(Document passage)
SSG Blog

Disease Surveillance: You’re only as good as your data

Posted on October 6th, 2021   |   John Schaeffer, CEO

As our now nearly two-year struggle with the COVID-19 pandemic has taught us, disease surveillance systems are more important than ever and we can’t let them fall behind. With the interval between major disease outbreaks becoming smaller and smaller, disease surveillance and pandemic preparedness programs must be on high-alert full-time. 

Fortunately, advancements in technology have been keeping pace. Data-crunching and analytics capabilities, including artificial intelligence (AI) and Big Data, are evolving at dizzying speeds. Fully evidence-based decision-making is well within our grasp, as long as we incorporate these capabilities into our disease surveillance systems. 

Evidence-based decision-making is built on a foundation of data, which, in turn, is built on a foundation of data collection. The Centers for Disease Control (CDC) offers standards for data collection types and intervals for major diseases. Based on these standards, we know one thing is certain: any health surveillance program is only as good as its data. Now, let’s talk about how to ensure programs can get the most from their data.
(End Document passage)
(Entries shown)
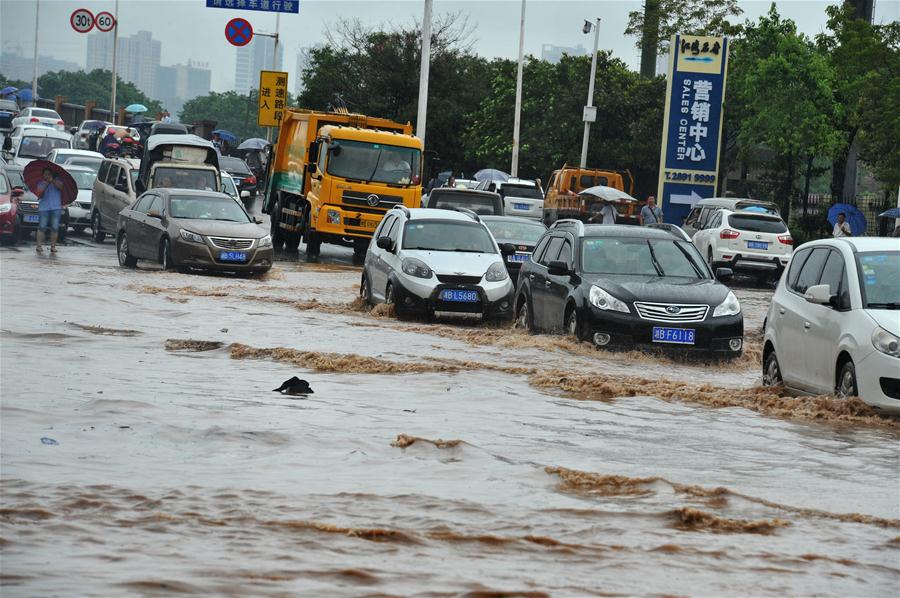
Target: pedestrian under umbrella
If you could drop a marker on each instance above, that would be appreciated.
(55, 189)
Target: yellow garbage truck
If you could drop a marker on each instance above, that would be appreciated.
(334, 175)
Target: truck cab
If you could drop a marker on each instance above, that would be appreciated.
(181, 161)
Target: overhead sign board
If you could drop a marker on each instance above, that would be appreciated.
(82, 20)
(238, 32)
(689, 160)
(288, 6)
(272, 98)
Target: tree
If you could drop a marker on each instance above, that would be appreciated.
(231, 111)
(79, 87)
(695, 17)
(781, 92)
(End Entries shown)
(Requirement):
Resume the blog post on disease surveillance and data, continuing from its final sentence.

(Reply):
  1. Digitize, digitize, digitize. While there are breakthroughs in medical technology almost daily, many physicians are still notoriously using fax transmissions for communications. In many health care organizations, data is still being recorded on handwritten forms. Given the volume of data, analysis by hand is impossible, so these hand-written notes must be digitized to let the machines do their work. Transcription is time-consuming; optical character recognition has improved by leaps and bounds, but still is vulnerable to mistranslations and must be monitored carefully. Getting the digitization of records as close as possible to the origin—the patient’s bedside, the laboratory station—will speed collection by orders of magnitude and ensure maximum accuracy and data  Handheld wireless and cloud-based technologies are key to bringing data collection to the source.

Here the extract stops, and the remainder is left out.